■ CONJUNTO DE TAREAS ■
[1] Enumere todos los recursos con los que, según el fragmento, contó la campaña contra el tabaquismo.
[2] Cambie "maestras" por "docentes" en la parte del fragmento que empieza con las palabras que contienen "Sigamos entonces por" y concluye con "ante el peligro.", y transcríbala.

Empecemos por los niños. La exitosa campaña contra el tabaquismo, además de recurrir a estrictas prohibiciones y severas multas por incumplimiento a las normas establecidas, contó con la constante censura de los niños hacia sus referentes parentales. Muchos adultos confiesan haber dejado de fumar debido a los reiterados reclamos de sus hijos. ¿Es posible que vuelvan a cumplir hoy ese rol concientizador? Si antes lo hicieron, ello se debe a la escuela uruguaya y a su tradición humanitaria.

Sigamos entonces por las maestras y su vocación ciudadana. Es preciso pedirles una vez más que tomen a su cargo un objetivo de alcance nacional: crear conciencia ciudadana en torno a la necesidad de cuidarnos y cuidar a los otros, para que los niños sean ese brazo armado de la sensatez; que en su natural capacidad de conmover a los más grandes, sean convincentes y depongan esos gestos de aparente indiferencia ante el peligro.

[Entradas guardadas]
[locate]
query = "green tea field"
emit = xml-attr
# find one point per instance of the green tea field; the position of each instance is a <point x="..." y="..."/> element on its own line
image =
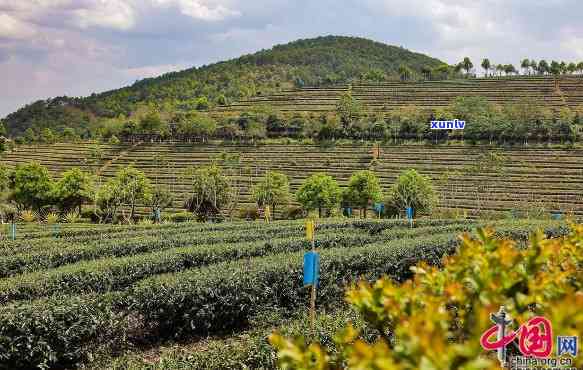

■ SOLUCIONES POR TAREA ■
[1]
- Estrictas prohibiciones
- Severas multas por incumplimiento a las normas establecidas
- La constante censura de los niños hacia sus referentes parentales

[2]
Sigamos entonces por las docentes y su vocación ciudadana. Es preciso pedirles una vez más que tomen a su cargo un objetivo de alcance nacional: crear conciencia ciudadana en torno a la necesidad de cuidarnos y cuidar a los otros, para que los niños sean ese brazo armado de la sensatez; que en su natural capacidad de conmover a los más grandes, sean convincentes y depongan esos gestos de aparente indiferencia ante el peligro.